Brief 1.
In the multi-agent coding article, how long does the CI pipeline take on green?
Brief 2.
Echo the part of the multi-agent coding article starting with "The work I tested" and going on through "minutes on green.".
Brief 3.
Proceed with the multi-agent coding article from the point where it stops.

Passage.
"Multi-agent" in Windsurf 5, Claude Code Teams, and Devin: what each one actually does
Five tools shipped multi-agent coding inside two weeks in February. I have used four of them on real work for thirty days. They are not the same product.
amirteymoori.com
In this article
In February, every major AI-coding tool shipped some version of "multi-agent" inside two weeks. Grok Build (8 agents), Windsurf 5 (5 parallel agents), Claude Code Agent Teams, Codex CLI with the Agents SDK, Devin parallel sessions. I have used four of these for thirty days on real work — the codebase I am writing this column from. They are not the same product. The vocabulary is shared; the workflows are not.
The work I tested them on: a four-day refactor of a legacy permissions module, a 12-issue green-field feature ticket batch, and a one-day "fix the flaky test suite" sprint. All in a 240-file TypeScript repo with a Postgres backend and a CI pipeline that takes 14 minutes on green.
Windsurf 5: 5 parallel agents on the same codebase
Windsurf's implementation is the simplest of the four to describe. You run /agents new on a checkout, the IDE forks the working tree under the hood (it does not check out a new branch — it uses git worktree), and each agent gets its own task description and merges back via PR. The model is good. The shared-cache layer that lets the five agents not re-read the same files five times is genuinely good. The thing it does not do is coordinate: agent 3 and agent 4 will both happily edit the same file and then fight each other in the PR review. The tool surfaces the conflict; it does not prevent it.
Claude Code Agent Teams
Claude Code's "Teams" is the most opinionated of the four. You define a team with explicit roles — implementer, reviewer, tester — and the agents run in a pipeline rather than in parallel. The implementer writes a draft, the reviewer comments, the tester runs the suite, and the implementer iterates. On the four-day refactor task, this took longer in wall-clock time than Windsurf 5 (10 hours vs. 6) and produced a better PR. On the 12-issue ticket batch, it was the wrong choice — pipeline-shaped work does not parallelize across tickets.

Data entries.
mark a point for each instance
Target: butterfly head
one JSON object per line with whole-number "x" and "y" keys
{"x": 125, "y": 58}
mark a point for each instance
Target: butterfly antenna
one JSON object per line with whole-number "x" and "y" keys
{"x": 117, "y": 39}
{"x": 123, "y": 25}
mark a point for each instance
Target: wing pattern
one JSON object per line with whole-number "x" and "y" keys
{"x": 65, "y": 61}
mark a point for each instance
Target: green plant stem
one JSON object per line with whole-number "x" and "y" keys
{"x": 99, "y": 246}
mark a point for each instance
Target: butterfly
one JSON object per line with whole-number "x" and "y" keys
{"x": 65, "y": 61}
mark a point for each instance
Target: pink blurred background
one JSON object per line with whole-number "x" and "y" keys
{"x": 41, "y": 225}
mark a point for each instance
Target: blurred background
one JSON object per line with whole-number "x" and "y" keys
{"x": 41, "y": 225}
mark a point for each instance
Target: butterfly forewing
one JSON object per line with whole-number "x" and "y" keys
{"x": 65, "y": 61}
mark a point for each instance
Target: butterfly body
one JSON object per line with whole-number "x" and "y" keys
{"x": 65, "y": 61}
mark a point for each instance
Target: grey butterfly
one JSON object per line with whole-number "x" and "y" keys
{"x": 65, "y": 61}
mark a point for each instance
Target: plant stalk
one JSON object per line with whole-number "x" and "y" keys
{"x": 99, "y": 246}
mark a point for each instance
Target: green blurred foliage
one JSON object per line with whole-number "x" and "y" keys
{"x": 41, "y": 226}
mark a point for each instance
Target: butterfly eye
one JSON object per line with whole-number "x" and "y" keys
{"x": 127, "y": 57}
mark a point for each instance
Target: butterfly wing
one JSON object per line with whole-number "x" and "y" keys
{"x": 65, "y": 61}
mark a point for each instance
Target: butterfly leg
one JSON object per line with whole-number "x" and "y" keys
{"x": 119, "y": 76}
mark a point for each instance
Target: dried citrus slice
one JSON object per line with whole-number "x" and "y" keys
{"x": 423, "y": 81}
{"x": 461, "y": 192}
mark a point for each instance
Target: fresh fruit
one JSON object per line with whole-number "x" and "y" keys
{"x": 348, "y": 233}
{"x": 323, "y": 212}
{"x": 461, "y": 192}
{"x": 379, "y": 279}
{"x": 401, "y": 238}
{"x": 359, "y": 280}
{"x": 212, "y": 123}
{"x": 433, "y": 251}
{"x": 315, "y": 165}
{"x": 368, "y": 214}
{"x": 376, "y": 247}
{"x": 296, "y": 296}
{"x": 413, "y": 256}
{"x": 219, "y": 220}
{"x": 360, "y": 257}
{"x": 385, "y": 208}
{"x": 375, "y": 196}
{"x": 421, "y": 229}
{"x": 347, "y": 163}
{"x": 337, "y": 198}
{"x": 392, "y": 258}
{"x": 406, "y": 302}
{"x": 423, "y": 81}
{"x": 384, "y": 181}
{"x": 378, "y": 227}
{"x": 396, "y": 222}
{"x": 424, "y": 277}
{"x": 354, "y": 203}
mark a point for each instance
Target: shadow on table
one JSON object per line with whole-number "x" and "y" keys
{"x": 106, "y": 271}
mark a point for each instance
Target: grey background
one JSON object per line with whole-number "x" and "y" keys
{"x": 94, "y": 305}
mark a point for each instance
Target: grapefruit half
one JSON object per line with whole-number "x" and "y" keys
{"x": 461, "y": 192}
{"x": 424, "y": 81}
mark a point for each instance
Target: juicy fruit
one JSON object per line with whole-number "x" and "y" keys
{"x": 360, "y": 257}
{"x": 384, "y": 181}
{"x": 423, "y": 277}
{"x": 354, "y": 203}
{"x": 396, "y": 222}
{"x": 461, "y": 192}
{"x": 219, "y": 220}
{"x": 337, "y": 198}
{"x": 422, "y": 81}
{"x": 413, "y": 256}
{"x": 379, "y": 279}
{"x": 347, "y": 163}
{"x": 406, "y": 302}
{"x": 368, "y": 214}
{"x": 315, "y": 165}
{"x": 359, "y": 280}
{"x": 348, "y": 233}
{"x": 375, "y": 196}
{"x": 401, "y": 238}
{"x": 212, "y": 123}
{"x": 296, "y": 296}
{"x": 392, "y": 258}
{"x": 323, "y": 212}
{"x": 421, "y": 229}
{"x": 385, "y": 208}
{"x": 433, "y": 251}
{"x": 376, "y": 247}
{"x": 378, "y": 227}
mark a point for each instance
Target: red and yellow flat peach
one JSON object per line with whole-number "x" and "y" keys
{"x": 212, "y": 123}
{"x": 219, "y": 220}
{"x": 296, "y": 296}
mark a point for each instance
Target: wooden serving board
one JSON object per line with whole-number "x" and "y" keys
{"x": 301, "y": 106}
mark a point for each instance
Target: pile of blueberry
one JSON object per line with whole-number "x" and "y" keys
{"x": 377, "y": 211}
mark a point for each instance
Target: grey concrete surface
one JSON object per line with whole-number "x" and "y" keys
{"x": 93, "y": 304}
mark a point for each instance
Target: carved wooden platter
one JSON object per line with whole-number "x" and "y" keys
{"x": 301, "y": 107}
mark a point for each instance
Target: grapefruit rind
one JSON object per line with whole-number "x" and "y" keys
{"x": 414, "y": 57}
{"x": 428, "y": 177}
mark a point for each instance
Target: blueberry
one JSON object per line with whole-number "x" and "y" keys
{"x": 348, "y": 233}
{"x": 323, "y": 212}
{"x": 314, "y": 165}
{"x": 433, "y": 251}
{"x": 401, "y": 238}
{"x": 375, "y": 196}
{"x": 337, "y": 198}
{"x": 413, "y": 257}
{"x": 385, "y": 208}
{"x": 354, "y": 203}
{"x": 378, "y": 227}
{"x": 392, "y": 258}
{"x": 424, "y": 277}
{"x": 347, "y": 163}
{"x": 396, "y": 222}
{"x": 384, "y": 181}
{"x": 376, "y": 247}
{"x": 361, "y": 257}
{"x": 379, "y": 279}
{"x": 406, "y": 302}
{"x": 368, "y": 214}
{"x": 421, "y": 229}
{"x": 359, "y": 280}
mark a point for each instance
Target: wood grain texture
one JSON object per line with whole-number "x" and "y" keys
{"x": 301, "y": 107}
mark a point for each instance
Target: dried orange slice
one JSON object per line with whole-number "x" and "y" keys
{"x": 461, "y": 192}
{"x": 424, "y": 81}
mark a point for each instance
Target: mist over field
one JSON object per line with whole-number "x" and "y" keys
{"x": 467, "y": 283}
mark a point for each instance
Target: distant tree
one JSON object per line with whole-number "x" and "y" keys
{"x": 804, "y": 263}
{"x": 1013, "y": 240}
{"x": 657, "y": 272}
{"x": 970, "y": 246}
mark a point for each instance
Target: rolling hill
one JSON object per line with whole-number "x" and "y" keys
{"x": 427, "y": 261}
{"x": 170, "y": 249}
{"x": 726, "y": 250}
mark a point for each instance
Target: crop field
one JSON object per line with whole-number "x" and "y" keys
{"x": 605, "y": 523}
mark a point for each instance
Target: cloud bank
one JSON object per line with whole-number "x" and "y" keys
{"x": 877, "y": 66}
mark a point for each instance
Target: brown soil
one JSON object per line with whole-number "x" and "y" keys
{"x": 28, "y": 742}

Expected output 1.
14 minutes.

Expected output 2.
The work I tested them on: a four-day refactor of a legacy permissions module, a 12-issue green-field feature ticket batch, and a one-day "fix the flaky test suite" sprint. All in a 240-file TypeScript repo with a Postgres backend and a CI pipeline that takes 14 minutes on green.

Expected output 3.
Devin parallel sessions
Devin's parallel sessions are the easiest to start and the hardest to monitor. You file a ticket; you get a PR back in some number of hours. On the green-field batch, this was excellent — 11 of 12 tickets came back with mergeable PRs and one I had to ask for changes on. On the refactor, Devin made architectural choices I had to undo, and I did not see them happen. Visibility is the trade.
When to use which
- Windsurf 5 — when the work parallelizes across files and you can review five PRs.
- Claude Code Teams — when the work is a single artifact that benefits from multiple roles.
- Devin parallel sessions — when the tickets are small, well-specified, and you want to spend your day on architecture.
- Cursor (not multi-agent yet, despite the JetBrains plugin in March) — when the work is in your editor and you want real-time control.
The category is not done. The shared problem none of them have solved is mid-flight rerouting — the moment when you realize the agent went down the wrong path two hours ago and you want to correct it without throwing the work away. The first tool to solve that is the one I will write about next.